--- ENTRIES SHOWN ---

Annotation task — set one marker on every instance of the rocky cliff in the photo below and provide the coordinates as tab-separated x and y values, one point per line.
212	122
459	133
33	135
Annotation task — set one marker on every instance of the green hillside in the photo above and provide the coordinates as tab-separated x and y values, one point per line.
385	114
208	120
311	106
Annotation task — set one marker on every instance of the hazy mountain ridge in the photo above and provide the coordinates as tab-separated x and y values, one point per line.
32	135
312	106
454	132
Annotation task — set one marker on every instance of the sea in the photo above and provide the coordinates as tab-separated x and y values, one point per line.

---
--- ENTRIES SHOWN ---

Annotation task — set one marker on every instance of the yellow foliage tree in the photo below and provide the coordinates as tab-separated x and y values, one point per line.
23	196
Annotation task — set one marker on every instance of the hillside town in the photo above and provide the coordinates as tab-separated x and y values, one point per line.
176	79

---

### TASK REQUIREMENTS
Quote the data above from the line containing "of the rocky" to the line containing "instance of the sea", inclusive, and stop.

### RESPONSE BELOW
Annotation task — set one marker on every instance of the rocky cliff in the photo below and provide the coordinates as tab-separated x and y values, one point per line.
212	122
459	133
33	135
Annotation task — set one marker on every instance of the green hillside in the photo above and provide the coordinates as tab-separated x and y values, one point per line.
385	114
208	120
311	106
Annotation task — set one marker on every instance of the hazy mountain ridge in the photo above and provide the coordinates as tab-separated x and y values, one point per line.
32	135
312	106
454	132
Annotation task — set one marker on every instance of the sea in the photo above and provide the coordinates as tab-separated x and y values, one point per line.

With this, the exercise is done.